Would you please output the records exactly as they appear below?

* Stored dataset items
:::::
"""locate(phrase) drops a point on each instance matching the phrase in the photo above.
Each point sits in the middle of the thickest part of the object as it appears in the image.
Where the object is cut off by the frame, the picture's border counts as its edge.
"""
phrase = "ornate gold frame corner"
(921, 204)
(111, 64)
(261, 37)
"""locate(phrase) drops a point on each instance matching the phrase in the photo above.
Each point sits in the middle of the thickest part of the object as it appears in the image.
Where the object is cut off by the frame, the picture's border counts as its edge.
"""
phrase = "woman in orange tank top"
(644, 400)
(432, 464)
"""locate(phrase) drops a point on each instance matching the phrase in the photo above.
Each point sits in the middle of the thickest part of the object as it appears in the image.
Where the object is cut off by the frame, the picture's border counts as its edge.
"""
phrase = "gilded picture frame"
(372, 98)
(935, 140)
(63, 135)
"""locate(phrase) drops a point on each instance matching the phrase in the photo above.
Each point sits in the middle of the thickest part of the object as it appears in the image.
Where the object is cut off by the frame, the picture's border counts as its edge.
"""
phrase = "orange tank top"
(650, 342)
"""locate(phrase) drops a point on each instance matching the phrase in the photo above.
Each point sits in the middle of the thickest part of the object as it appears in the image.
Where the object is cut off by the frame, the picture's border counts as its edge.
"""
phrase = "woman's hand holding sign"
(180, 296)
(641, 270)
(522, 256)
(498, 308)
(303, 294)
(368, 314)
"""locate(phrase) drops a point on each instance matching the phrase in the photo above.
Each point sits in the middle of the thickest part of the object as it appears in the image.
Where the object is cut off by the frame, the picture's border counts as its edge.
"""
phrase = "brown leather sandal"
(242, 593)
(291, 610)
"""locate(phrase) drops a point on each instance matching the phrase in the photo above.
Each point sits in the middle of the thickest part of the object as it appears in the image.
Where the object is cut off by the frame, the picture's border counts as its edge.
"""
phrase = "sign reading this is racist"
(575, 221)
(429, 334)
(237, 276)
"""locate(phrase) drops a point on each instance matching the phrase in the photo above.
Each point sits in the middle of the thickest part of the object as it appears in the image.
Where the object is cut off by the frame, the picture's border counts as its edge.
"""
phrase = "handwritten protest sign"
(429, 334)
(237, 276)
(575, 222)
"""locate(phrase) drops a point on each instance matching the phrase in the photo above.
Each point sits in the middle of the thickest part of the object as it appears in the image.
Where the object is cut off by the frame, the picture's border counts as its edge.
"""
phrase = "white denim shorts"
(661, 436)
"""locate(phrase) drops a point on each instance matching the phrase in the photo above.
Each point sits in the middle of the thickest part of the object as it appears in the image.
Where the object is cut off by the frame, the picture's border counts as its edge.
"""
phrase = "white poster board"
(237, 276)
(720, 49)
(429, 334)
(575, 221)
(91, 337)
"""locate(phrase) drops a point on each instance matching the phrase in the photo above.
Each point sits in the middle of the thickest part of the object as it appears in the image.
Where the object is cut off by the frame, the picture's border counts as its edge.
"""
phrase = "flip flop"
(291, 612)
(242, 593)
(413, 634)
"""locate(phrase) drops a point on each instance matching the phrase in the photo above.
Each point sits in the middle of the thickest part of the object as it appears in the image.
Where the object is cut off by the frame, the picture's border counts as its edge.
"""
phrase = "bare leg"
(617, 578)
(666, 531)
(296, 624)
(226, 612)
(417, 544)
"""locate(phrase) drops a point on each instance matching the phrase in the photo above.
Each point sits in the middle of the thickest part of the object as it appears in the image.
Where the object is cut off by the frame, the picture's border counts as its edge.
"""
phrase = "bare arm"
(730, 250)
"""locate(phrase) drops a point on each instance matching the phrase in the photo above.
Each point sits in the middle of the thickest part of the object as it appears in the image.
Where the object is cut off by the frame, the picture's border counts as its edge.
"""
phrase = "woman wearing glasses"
:::::
* Finished task
"""locate(phrase) drops a point on each instance matching the phrase in the photo above.
Each point sits in the middle of the thickest part of the object as it appears in the image.
Where the object is cut off by the frame, the picture's border counts as its edge.
"""
phrase = "ornate gold frame corner"
(921, 204)
(111, 64)
(261, 37)
"""locate(phrase) drops a point on each instance matching the phrase in the photo above.
Each point sits in the middle of the thickest part of the object as it appears in the image.
Where the object is cut off by the frame, the picture's border counts as its edge.
"""
phrase = "woman in orange tank top"
(644, 400)
(432, 464)
"""locate(phrase) drops a point on each instance matching the phrase in the photo above.
Each point sits in the middle of the thickest part of the object as it appears in the image.
Where the object is cut off by the frame, the picture's border counts as its edge.
"""
phrase = "gilded picture frame"
(372, 98)
(935, 140)
(63, 135)
"""locate(phrase) drops a point on each instance matching the phrase in the photo above.
Each point sits in the middle of the thickest part of the object as it appears in the image.
Where the object is cut off by the frame, the picture's border counts as its edge.
"""
phrase = "orange tank top"
(650, 342)
"""locate(phrase) drops a point on each instance matching the phrase in the photo above.
Each point sits in the middle of the thickest part of the object as it appears in the image.
Where the object is cut off by the frame, the picture's border counts as its edge.
"""
phrase = "woman's hand holding sign"
(180, 296)
(641, 270)
(522, 256)
(498, 308)
(303, 294)
(368, 314)
"""locate(phrase) drops a point on each instance matching the phrase in the photo above.
Each point sits in the middle of the thickest part of the object as it appears in the image.
Where the object is cut off by the frame, the picture's border counts as its edge.
"""
phrase = "brown leather sandal"
(242, 593)
(291, 610)
"""locate(phrase) drops a point on each instance matching the phrase in the photo above.
Each point sits in the middle of the thickest part of the object as it appears in the image.
Where the object is cut off by the frame, the picture's border counts as its edge.
"""
phrase = "sign reading this is racist"
(575, 221)
(429, 334)
(237, 276)
"""locate(phrase) drops a point on each instance matching the phrase in the photo above.
Each point sits in the middle of the thickest part of the object as it appears in the image.
Where the object is cut off by the frame, the picture's border counts as its edge.
"""
phrase = "handwritten protest sign"
(429, 334)
(237, 276)
(575, 222)
"""locate(phrase) drops a point on each instance matching the phrase in the photo above.
Each point sits in the middle of the thickest part of the object as it appears in the image.
Where the object is cut off by the frame, the picture's border counts as its edge.
"""
phrase = "white denim shorts"
(661, 436)
"""locate(phrase) drops a point on each instance matching the phrase in the photo above.
Each point sits in the middle of the thickest part of the object as it appears in the image.
Where the object is cut off by the frame, the picture's border counts as its edge.
"""
phrase = "white poster board"
(237, 276)
(720, 49)
(429, 334)
(575, 221)
(91, 337)
"""locate(phrase) drops a point on each instance matching the phrase in the photo above.
Each point sits in the middle of the thickest part of the object as it appears in the image.
Where the object is cut off by the frame, the picture's border counts as its edge.
"""
phrase = "flip flop"
(291, 612)
(242, 593)
(413, 634)
"""locate(phrase) drops a point on each instance matching the phrase in the photo above.
Each point sits in the middle of the thickest part of the object as it appears in the image.
Where the object is cut off by the frame, the picture's border counts as its edge.
"""
phrase = "bare leg"
(617, 578)
(666, 531)
(296, 624)
(226, 612)
(417, 544)
"""locate(phrase) drops a point on each instance matching the phrase in the photo above.
Each point sits in the middle of the thickest part of the object as it appears in the image.
Where the object is cut off by the frame, the picture's border counts as its edge.
"""
phrase = "bare arm"
(730, 250)
"""locate(phrase) drops a point on each instance matching the phrase in the photo above.
Each point sits in the middle of the thickest part of the object as it appears in the image.
Where the object is cut off by the frame, the picture's border counts as its edge.
"""
phrase = "woman wearing glasses"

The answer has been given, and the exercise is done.